> **WHAT THE EXERCISE ASKS**: Copy every line of the records below word for word, changing nothing.

[BEGIN INFORMATION GIVEN]

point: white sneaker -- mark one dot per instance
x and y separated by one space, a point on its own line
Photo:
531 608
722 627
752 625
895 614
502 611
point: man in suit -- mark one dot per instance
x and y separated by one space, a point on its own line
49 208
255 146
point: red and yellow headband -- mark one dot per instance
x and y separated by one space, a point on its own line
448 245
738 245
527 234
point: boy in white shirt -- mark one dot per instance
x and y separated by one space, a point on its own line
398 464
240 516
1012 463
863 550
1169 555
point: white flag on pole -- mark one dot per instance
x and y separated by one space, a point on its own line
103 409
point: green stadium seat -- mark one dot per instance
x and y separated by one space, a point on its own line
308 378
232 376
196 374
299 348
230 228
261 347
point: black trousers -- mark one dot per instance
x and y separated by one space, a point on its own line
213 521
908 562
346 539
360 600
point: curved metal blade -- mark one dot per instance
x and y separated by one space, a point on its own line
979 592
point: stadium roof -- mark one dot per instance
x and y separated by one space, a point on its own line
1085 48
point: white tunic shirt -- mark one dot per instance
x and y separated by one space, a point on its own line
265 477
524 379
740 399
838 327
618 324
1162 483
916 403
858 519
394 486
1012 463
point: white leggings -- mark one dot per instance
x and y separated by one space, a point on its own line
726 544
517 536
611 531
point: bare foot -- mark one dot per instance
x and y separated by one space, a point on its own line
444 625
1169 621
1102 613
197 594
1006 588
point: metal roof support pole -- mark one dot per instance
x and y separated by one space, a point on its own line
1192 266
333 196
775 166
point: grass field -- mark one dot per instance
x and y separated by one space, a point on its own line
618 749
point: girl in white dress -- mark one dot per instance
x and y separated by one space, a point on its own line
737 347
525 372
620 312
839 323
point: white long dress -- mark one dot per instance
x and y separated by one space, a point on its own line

[END INFORMATION GIVEN]

> **THE OUTPUT**:
point: white sneaker -- mark one dot per instance
x and y separated by one space, a point on its own line
Photo:
531 608
722 627
752 625
895 614
502 611
point: man in suit -- mark one dot per instance
x and y separated by one space, a point on its own line
49 208
255 146
point: red and yellow headband -- mark one dot per instance
x and y separated by one space, a point on its own line
448 245
738 245
527 234
point: boy in white shirt -- mark one dot per instance
x and y separated by one space, a point on its own line
398 464
240 516
1012 463
863 550
1169 555
point: white flag on pole -- mark one dot per instance
x and y separated by one space, a point on its own line
103 409
point: green stadium seat -- mark one dot per instance
x and y separated by one space, a point on its own line
308 378
232 376
196 374
299 348
230 228
261 347
point: black trousers -- mark one dot per instance
x and y separated by one space, a point on its own line
213 521
908 562
346 539
360 600
point: curved metal blade -- mark one dot per instance
x and y separated by one space, a point on its own line
979 592
point: stadium roof -- mark one dot per instance
x and y separated by one space, a point on its own line
1085 48
point: white tunic shirt -- mark one dot per instance
x and y separated by one space, a point on its own line
265 477
524 379
740 399
838 327
618 324
1162 483
916 403
858 519
394 486
1012 463
point: white leggings -- mark one dot per instance
x and y separated by one space, a point on its own line
726 544
517 536
611 531
point: bare foot -- mark one dot per instance
x and y separated by one space, a point on its own line
444 625
1169 621
1102 613
197 594
1006 588
point: metal roof support pole -- mark one dot per instance
x and y separated by one space, a point on its own line
1192 266
333 196
775 166
point: grass field -- mark one dot per instance
x and y separated by one space, a point on its own line
618 749
point: girl in white dress -- mark one dot per instance
x and y separated by one space, a point on its own line
737 347
525 372
620 312
839 323
point: white long dress -- mark one dot per instance
x and y separated by one space, a point on its own line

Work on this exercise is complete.